**BRIEF:** Without including any picture, repeat the records below exactly.

Image point grounding data:
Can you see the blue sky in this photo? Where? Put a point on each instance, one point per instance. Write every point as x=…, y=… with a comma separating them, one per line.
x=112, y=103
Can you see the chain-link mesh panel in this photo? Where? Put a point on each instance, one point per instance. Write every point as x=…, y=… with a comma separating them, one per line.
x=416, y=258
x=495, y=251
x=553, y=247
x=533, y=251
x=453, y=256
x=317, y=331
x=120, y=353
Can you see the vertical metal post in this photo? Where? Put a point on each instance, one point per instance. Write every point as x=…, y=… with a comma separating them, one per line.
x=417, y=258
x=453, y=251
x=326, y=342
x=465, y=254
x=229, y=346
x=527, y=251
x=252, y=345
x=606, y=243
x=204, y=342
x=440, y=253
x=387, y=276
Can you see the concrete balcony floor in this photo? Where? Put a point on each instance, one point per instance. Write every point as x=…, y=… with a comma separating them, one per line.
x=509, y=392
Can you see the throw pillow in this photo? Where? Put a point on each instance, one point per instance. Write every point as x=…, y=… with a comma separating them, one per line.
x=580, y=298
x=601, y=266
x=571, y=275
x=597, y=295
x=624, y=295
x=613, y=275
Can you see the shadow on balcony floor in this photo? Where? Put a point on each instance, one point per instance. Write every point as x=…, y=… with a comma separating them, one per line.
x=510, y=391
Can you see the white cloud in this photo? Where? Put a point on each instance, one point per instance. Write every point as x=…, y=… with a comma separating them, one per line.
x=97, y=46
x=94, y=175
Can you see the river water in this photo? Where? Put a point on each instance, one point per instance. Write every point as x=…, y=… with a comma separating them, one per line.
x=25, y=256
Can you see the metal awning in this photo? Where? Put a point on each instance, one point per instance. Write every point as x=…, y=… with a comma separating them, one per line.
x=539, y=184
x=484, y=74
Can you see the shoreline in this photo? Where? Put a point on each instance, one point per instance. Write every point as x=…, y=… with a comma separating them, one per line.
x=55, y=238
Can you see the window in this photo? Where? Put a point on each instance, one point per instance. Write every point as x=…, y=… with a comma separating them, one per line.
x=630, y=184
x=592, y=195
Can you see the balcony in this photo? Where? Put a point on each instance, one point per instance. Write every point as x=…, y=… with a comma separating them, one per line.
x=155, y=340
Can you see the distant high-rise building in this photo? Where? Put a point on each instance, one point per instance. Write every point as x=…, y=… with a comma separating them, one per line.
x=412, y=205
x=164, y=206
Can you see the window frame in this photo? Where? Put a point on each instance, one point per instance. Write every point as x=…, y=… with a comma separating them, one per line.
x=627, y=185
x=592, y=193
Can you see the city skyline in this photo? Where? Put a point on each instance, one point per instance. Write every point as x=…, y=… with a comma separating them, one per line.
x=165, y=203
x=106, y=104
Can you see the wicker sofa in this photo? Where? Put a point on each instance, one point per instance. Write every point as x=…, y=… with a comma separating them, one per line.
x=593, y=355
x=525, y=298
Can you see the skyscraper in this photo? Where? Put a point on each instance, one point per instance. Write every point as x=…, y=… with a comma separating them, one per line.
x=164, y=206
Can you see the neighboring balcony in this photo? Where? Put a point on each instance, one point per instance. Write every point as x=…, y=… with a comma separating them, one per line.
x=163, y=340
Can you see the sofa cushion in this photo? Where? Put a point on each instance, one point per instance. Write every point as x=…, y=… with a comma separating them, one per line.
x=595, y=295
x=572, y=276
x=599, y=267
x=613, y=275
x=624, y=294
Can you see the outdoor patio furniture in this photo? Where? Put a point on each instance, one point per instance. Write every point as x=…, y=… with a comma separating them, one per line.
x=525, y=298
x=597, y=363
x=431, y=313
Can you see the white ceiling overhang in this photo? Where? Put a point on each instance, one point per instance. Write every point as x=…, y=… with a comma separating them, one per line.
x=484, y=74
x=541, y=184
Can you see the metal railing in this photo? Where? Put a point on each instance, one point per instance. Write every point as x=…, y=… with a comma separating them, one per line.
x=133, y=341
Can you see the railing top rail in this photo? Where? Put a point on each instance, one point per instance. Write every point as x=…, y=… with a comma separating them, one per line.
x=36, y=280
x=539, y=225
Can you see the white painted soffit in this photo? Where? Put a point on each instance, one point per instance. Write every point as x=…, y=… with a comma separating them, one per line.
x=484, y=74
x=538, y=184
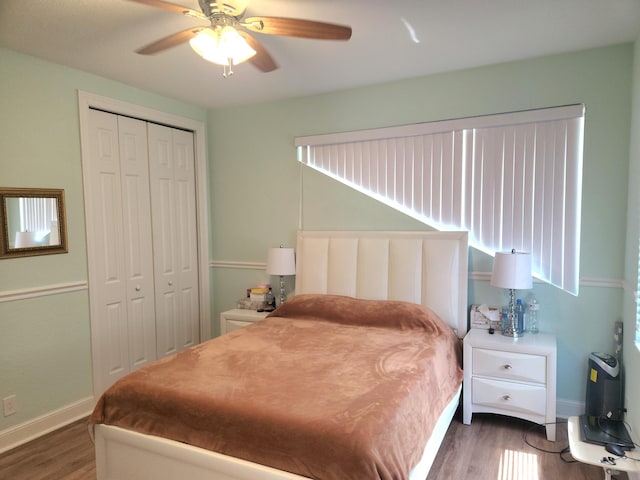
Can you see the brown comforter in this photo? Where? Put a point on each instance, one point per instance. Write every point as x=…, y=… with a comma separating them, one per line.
x=328, y=387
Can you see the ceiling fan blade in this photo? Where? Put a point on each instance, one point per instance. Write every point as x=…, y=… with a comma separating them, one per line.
x=172, y=7
x=293, y=27
x=170, y=41
x=262, y=60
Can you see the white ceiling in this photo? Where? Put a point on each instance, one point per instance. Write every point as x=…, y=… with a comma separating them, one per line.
x=100, y=36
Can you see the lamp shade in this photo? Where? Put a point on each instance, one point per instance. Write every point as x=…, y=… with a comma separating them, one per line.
x=512, y=270
x=281, y=261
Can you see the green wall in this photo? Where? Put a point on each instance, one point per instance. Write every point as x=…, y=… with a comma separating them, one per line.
x=254, y=145
x=261, y=195
x=45, y=349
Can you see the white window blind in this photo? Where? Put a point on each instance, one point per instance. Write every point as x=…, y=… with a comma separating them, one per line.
x=36, y=214
x=512, y=180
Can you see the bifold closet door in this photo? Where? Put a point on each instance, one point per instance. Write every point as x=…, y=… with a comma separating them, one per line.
x=171, y=167
x=118, y=216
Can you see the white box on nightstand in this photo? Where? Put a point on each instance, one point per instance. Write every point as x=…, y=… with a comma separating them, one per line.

**ANSWER BOX:**
Can you see the blue sky in this photo? Where? Put a point on each instance, one point per instance. Write every point as x=…, y=… with a comma separating them, one per line.
x=112, y=103
Can you see the chain-link mesh panel in this photo? Where? Put a point on each instance, one point per instance. Write every point as x=…, y=… with a comma separating them, one per line.
x=416, y=258
x=495, y=251
x=553, y=247
x=533, y=251
x=453, y=256
x=317, y=331
x=120, y=353
Can you see the vertical metal post in this photo? Where? Put a point on each instance, one point per instance. Write every point as x=…, y=… with a comma separating them, one per line.
x=417, y=258
x=453, y=251
x=326, y=342
x=465, y=254
x=229, y=346
x=527, y=251
x=252, y=345
x=606, y=243
x=204, y=342
x=440, y=253
x=387, y=276
Can you see the concrete balcony floor in this photo? Where? Put a point on each instance, one point per instance. Write every point as x=…, y=… with a comma separating them, one per line.
x=509, y=392
Can you see the throw pillow in this photo? Where? Put a point on each instance, one point per instance. Write every point as x=…, y=… with a comma separating them, one per line.
x=580, y=298
x=601, y=266
x=571, y=275
x=597, y=295
x=624, y=295
x=613, y=275
Can you see the shadow on balcony floor in this photo? Where? Put a point on each instance, one point per instance. Write every point as x=…, y=… with a comma separating them, one per line.
x=510, y=391
Can you see the white cloud in this photo? Where? Put a point on each instance, one point per instance. Write every point as x=…, y=… with a comma separating them, one per line.
x=97, y=46
x=94, y=175
Can you see the river water in this photo? Where? Put a point on each instance, one point per instance. Write every point as x=…, y=… with a comma separating them, one per line.
x=25, y=256
Can you see the metal awning in this photo? Where? Put a point on each instance, one point per instance. Write every point as x=…, y=… with a comma separating them, one per line.
x=539, y=184
x=484, y=74
Can you see the shoreline in this photo? Where? Put a point on each instance, one point per instance. Write every point as x=…, y=… with a comma separating them, one per line.
x=55, y=238
Can you see the window in this photo? Where? Put a point on each instance, one point per instance. Write every point as x=…, y=… with a comma separating them, one per line.
x=630, y=184
x=592, y=195
Can you see the balcony in this photo? Where? Put a point on each instance, one point per instance. Write every point as x=…, y=… with a comma separating them, one per line.
x=155, y=340
Can you see the distant high-rise building in this photo? Where? Put a point on each instance, one point per instance. Write every point as x=…, y=… with a comma separating them, one per line.
x=412, y=205
x=164, y=206
Can you see the window frame in this photo? Where? Put a point on each instance, one point per instance. Write every point as x=…, y=… with a comma separating them, one per line.
x=627, y=185
x=592, y=193
Can you see the city skyline in this photo? Where? Put a point on each instance, one point per instance. Write every point as x=…, y=… with a comma separating them, one per line.
x=165, y=203
x=106, y=104
Can you see the wicker sofa in this photo? Where? Put a point on each instance, one point per instance. Write every point as x=…, y=… with a comma separating them, one per line.
x=593, y=355
x=525, y=298
Can you see the skyscraper in this photo? Where? Put a point on each instance, one point per instance. Write every point as x=…, y=… with a comma separating them, one per line.
x=164, y=206
Can you see the neighboring balcony in this photo? Where? Put a point on each instance, one point per instance. Write every point as x=…, y=… with a comma separating them, one per line.
x=163, y=340
Can you see the sofa cushion in this photo? Where? Put a point on each instance, one point per instance. Write every point as x=…, y=… with a comma separating them, one per line.
x=595, y=295
x=572, y=276
x=599, y=267
x=613, y=275
x=624, y=294
Can you see the outdoor patio furniture in this photo? Where? Put a point on each instance, one point per instance. Write every point as x=…, y=… with a comma separating them, one per line.
x=525, y=298
x=597, y=363
x=431, y=313
Can you see the white ceiling overhang in this photo? Where? Put a point on each instance, one point per instance. Write every point as x=…, y=… with a comma separating them, one per line.
x=484, y=74
x=541, y=184
Can you see the metal railing in this photo? Where? Put a point on each instance, one point per instance. Write every point as x=…, y=… with a comma separating them, one per line.
x=133, y=341
Can you see the railing top rail in this photo? Where? Put a point on each instance, one point per instance. Write every point as x=…, y=… with a comma separating them, one per line.
x=36, y=280
x=539, y=225
Can you see the white painted soffit in this photo? Where? Put a point on each instance, one point per instance. Write every point as x=…, y=… with a comma separating them, one per line.
x=484, y=74
x=538, y=184
Can you see the brown comforter in this photo? Where? Put a point on each instance, one point per instance. Write every point as x=…, y=… with a comma separating them, one per line.
x=328, y=387
Can you see the ceiling fan blade in this photo? Where? Put a point on each instance, one point per instance. Write every point as x=…, y=… with a comma separating them, one per line.
x=172, y=7
x=293, y=27
x=170, y=41
x=262, y=60
Can you see the white ceiling in this photo? Where? Put a point on each instance, one point per instance. Write every point as x=…, y=… with a comma separating them, one per line.
x=100, y=36
Can you see the lamp shade in this photo? Where? Put a point on each instance, one point per instance. Write every point as x=…, y=… with a comma separating them, one per line.
x=512, y=270
x=281, y=261
Can you see the green wall in this photo? Where? Put a point on each instance, one point per instance. Write every point as x=…, y=… with a comma separating them, one per line.
x=254, y=145
x=261, y=195
x=45, y=349
Can you see the white window blind in this photo? Where? Put a point on each instance, one point per instance. Write every point as x=…, y=… with a comma separating them, one per line.
x=36, y=214
x=512, y=180
Can you see the bifold closet door in this photo? Where? Put a point on each instance, one point per instance. Write every point as x=…, y=… with a comma separating them, one per line.
x=171, y=167
x=118, y=216
Can you see the white box on nightstand in this photo? Where? Put a point on each instance, one point per instance. Write every point as x=…, y=… with a comma separating them, one per line.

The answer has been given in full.